Segment Start: Extracted records

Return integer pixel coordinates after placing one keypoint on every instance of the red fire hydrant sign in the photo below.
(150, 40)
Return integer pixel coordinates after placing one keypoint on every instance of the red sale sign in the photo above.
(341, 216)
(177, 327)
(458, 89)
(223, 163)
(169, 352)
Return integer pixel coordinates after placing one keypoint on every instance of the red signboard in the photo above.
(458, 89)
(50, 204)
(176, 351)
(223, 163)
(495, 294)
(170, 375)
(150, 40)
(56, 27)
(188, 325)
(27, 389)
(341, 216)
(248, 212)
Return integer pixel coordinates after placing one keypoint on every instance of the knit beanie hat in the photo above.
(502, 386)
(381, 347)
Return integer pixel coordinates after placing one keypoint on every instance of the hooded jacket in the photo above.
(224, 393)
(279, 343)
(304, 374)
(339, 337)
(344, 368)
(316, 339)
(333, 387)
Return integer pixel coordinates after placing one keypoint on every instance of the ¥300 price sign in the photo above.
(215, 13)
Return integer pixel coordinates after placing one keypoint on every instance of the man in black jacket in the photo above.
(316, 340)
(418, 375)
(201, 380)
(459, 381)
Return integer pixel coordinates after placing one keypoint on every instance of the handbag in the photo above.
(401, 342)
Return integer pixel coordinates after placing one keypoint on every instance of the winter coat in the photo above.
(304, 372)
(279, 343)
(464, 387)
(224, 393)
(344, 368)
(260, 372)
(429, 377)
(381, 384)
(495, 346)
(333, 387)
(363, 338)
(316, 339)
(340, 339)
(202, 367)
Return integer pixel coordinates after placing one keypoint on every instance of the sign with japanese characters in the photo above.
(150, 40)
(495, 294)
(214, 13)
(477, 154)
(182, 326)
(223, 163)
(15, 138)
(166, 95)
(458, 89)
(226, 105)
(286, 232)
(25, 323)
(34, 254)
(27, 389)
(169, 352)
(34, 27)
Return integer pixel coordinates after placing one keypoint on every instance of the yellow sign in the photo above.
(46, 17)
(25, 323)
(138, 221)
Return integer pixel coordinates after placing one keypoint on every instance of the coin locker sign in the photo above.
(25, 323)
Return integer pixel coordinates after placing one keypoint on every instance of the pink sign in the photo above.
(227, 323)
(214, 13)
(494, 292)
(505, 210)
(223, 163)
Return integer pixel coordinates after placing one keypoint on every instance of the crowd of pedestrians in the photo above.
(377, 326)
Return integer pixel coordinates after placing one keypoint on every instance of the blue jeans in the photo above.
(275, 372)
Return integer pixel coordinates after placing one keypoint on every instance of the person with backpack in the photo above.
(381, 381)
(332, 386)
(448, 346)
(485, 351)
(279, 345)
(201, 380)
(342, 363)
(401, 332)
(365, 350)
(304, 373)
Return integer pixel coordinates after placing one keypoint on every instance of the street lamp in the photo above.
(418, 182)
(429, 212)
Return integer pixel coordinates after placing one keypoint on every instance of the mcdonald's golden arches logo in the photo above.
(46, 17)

Segment End: Extracted records

**To do:** Output the entries above word for word.

**Result:**
Return integer pixel coordinates after placing one keypoint on every instance of the red fire hydrant sign in the photo below.
(150, 40)
Return integer pixel coordinates after placing one keypoint on every instance of the red sale sign in the photo above.
(341, 216)
(177, 327)
(458, 89)
(223, 163)
(169, 352)
Return integer pixel coordinates after placing one keypoint on every instance of the red signboard in the photo above.
(458, 89)
(50, 204)
(176, 351)
(223, 163)
(495, 294)
(170, 375)
(150, 40)
(56, 27)
(188, 325)
(27, 389)
(341, 216)
(248, 212)
Return integer pixel coordinates after placing one keypoint on every instance of the knit beanie hat in the photo above.
(502, 386)
(381, 347)
Return integer pixel coordinates after placing one keypoint on every instance of the hooded jacket in the photo above.
(224, 393)
(279, 343)
(304, 374)
(339, 337)
(344, 368)
(316, 339)
(333, 387)
Return integer pixel coordinates after placing one keypoint on every instance of the ¥300 price sign in the photo above.
(215, 13)
Return integer pixel coordinates after placing one keypoint on every instance of the man in black jacket in the photo above.
(316, 340)
(418, 375)
(201, 380)
(459, 381)
Return integer pixel coordinates after placing one keypoint on every instance of the handbag in the photo above.
(401, 342)
Return integer pixel coordinates after placing one keypoint on every instance of the winter coat in the photo above.
(304, 372)
(279, 343)
(464, 387)
(224, 393)
(344, 368)
(260, 372)
(429, 377)
(381, 384)
(495, 346)
(333, 387)
(363, 338)
(316, 339)
(340, 339)
(202, 367)
Return integer pixel coordinates after placing one keypoint on every instance of the sign with japanese characters in the photo above.
(150, 40)
(495, 294)
(214, 13)
(477, 154)
(182, 326)
(223, 163)
(15, 138)
(166, 95)
(458, 89)
(226, 105)
(286, 232)
(25, 323)
(34, 254)
(27, 389)
(169, 352)
(34, 27)
Return integer pixel coordinates after placing one keypoint on every instance of the yellow sign in the photo above.
(46, 17)
(25, 323)
(138, 221)
Return integer pixel coordinates after placing one keypoint on every instance of the coin locker sign in the photo above.
(25, 323)
Return integer pixel coordinates after placing one keypoint on every instance of the pink sign in the photo above.
(227, 323)
(214, 13)
(494, 292)
(505, 210)
(223, 163)
Return integer pixel coordinates after placing one keypoint on every instance of the crowd of pedestrians in the photo above.
(377, 326)
Return integer pixel coordinates after placing one keypoint on every instance of the blue jeans in the photo above.
(275, 372)
Return integer pixel coordinates after placing one keypoint on every instance of the person with backpack in the photo above.
(381, 381)
(332, 386)
(448, 346)
(485, 351)
(279, 345)
(201, 380)
(342, 363)
(401, 332)
(365, 350)
(304, 373)
Return integer pixel coordinates after placing one keypoint on every instance of the street lamp in the photo above.
(418, 182)
(429, 212)
Return integer pixel coordinates after placing one keypoint on every instance of the mcdonald's golden arches logo in the photo above.
(46, 17)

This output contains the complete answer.